[start of DATA PROVIDED]

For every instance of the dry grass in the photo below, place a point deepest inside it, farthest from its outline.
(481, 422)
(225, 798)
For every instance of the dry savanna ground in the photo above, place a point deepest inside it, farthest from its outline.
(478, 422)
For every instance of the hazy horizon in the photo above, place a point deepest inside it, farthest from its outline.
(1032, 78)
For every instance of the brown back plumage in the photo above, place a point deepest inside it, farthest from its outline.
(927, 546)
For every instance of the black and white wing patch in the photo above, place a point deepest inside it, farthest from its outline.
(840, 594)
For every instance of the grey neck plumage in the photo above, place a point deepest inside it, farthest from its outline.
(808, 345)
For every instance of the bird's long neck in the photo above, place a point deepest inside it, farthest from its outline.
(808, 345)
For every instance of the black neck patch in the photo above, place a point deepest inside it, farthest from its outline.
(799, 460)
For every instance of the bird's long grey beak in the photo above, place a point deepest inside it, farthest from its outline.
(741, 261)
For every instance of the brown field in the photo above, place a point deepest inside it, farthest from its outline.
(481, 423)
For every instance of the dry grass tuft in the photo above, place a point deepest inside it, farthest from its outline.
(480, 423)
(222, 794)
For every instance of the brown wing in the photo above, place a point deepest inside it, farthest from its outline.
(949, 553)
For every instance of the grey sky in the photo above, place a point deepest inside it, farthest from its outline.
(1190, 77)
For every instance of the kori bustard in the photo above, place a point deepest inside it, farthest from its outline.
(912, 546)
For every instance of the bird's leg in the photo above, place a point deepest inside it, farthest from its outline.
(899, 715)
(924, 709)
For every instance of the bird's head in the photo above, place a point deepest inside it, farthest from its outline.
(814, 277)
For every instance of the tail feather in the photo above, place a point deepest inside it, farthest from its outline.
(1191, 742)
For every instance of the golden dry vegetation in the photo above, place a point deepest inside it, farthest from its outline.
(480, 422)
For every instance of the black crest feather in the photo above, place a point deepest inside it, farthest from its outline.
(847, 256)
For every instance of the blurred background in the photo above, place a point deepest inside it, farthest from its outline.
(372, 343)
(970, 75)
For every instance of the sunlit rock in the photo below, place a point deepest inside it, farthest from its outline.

[end of DATA PROVIDED]
[start of DATA PROVIDED]

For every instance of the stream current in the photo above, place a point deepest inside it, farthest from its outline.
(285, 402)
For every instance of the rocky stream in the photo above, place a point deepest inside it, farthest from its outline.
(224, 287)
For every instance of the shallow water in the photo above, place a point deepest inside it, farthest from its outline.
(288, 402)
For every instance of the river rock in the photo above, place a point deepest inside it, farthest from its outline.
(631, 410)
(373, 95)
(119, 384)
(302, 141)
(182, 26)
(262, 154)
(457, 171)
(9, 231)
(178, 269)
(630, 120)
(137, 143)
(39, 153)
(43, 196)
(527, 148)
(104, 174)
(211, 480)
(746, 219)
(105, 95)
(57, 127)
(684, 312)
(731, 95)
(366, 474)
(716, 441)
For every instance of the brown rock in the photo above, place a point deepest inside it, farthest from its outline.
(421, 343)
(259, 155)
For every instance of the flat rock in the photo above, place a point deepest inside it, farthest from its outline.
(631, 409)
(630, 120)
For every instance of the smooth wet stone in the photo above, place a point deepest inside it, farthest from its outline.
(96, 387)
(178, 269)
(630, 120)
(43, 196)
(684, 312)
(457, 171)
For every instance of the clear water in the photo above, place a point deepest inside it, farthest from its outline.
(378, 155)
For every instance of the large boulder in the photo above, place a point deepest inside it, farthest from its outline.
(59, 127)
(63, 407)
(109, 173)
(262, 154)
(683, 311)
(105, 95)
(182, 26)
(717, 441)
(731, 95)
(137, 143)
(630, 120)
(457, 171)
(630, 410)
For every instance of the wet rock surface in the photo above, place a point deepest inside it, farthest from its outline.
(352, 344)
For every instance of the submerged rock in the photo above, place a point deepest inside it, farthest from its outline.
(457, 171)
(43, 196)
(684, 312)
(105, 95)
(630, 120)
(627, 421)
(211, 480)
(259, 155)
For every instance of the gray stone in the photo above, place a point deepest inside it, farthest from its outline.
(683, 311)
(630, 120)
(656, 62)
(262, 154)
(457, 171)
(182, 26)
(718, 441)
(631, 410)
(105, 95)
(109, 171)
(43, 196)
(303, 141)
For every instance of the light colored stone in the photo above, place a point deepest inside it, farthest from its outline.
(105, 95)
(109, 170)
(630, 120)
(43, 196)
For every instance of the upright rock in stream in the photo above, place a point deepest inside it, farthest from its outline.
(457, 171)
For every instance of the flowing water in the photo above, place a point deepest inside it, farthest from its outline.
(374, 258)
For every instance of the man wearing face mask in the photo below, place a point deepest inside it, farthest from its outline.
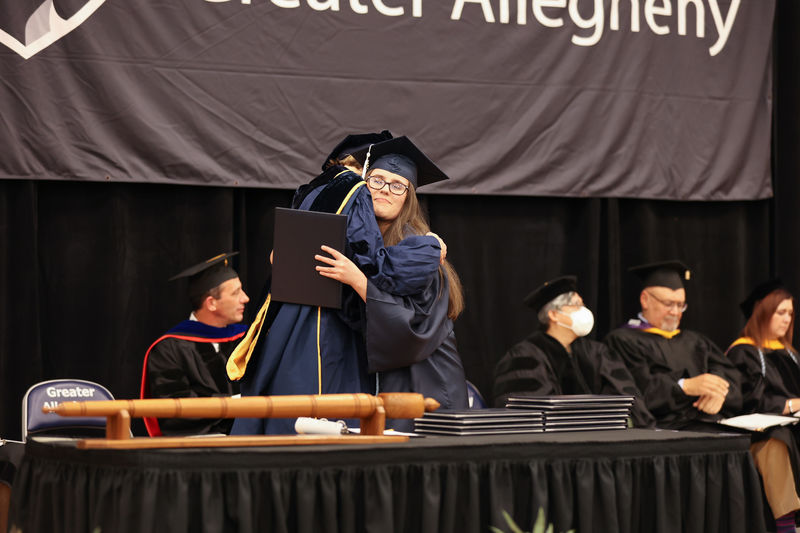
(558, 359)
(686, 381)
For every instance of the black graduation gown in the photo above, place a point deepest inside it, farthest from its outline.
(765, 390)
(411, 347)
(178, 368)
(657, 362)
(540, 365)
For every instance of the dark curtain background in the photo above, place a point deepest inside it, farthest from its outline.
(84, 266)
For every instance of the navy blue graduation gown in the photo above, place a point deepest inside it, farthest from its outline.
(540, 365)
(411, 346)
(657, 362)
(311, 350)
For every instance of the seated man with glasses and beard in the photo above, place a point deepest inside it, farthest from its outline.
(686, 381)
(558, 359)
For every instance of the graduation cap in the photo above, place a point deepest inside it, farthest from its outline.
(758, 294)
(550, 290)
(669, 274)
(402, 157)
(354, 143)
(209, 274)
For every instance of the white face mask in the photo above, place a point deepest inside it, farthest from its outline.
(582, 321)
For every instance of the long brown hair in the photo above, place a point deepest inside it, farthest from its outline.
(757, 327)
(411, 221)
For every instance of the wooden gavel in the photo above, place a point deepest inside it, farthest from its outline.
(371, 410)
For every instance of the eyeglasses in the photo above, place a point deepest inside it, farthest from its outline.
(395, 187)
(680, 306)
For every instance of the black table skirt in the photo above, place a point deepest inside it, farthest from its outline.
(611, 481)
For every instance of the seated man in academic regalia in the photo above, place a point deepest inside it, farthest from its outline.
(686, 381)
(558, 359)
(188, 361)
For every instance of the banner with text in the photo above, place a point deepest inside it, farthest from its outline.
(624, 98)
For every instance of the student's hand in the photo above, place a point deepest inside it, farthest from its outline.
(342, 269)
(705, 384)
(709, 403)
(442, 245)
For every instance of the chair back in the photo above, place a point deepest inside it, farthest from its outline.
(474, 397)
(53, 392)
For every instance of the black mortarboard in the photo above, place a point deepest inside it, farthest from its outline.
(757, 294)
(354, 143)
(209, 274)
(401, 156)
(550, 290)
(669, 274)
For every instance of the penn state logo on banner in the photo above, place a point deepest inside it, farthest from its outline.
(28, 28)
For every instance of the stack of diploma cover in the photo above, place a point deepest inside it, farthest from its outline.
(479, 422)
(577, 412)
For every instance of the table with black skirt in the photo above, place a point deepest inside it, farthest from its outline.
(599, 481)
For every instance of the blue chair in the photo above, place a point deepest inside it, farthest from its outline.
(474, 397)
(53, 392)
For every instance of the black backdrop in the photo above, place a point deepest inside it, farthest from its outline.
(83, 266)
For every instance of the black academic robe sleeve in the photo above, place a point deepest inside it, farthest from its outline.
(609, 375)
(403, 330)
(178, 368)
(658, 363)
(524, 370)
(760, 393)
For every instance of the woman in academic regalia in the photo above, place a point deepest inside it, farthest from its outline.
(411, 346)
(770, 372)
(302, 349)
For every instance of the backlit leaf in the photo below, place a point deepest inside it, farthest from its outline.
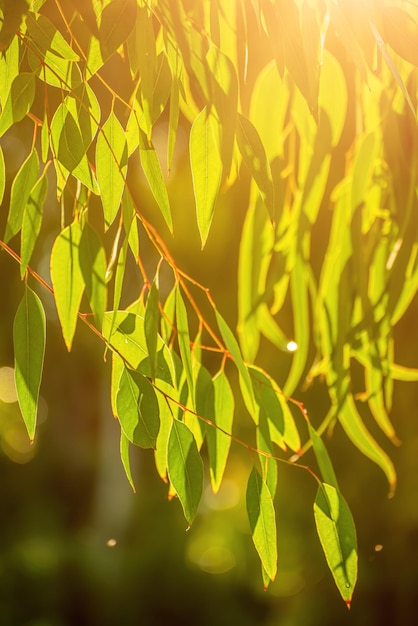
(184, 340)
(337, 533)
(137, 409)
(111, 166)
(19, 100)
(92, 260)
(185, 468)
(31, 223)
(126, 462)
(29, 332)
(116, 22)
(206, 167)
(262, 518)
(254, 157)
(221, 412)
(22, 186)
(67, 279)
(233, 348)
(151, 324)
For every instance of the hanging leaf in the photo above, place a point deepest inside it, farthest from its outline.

[end of DATA PROVIDED]

* EXERCISE: Give the lines of the records above, from the line with "For every instance of the grey sky" through the line with "For every instance of the sunlit", as a JSON list of strings with one string per line and blank lines left out.

* OUTPUT FOR THIS TASK:
[
  "For every instance of the grey sky in the photo above, place a point deepest inside it, farthest from its outline.",
  "(1190, 77)",
  "For every instance of the kori bustard in the photo above, place a point deepest inside it, farthest from its outline.",
  "(912, 546)",
  "For every instance of the bird's leg in the photo above, place a point deepest inside it, farthest from its outline.",
  "(899, 715)",
  "(924, 709)",
  "For every instance of the bird's head in the photo above, place a point deepest inside it, farthest from its outline.",
  "(814, 277)",
  "For every instance of the tail feather in the photo above, place a point deepest inside it, farthest from its outline.",
  "(1191, 742)",
  "For every instance of the golden dry vegetation in the photo above, place a point deepest inside it, farthest from its outline.",
  "(480, 422)",
  "For every instance of the black crest feather in the photo above, place a point deepest inside it, farthest from its outline.",
  "(847, 256)",
  "For every instance of the blurred background in the photo above, place a point deepest inside it, farthest from its outline.",
  "(372, 343)",
  "(970, 75)",
  "For every instance of the sunlit rock in the photo below, place a point deepest inside it, farthest from its outline."
]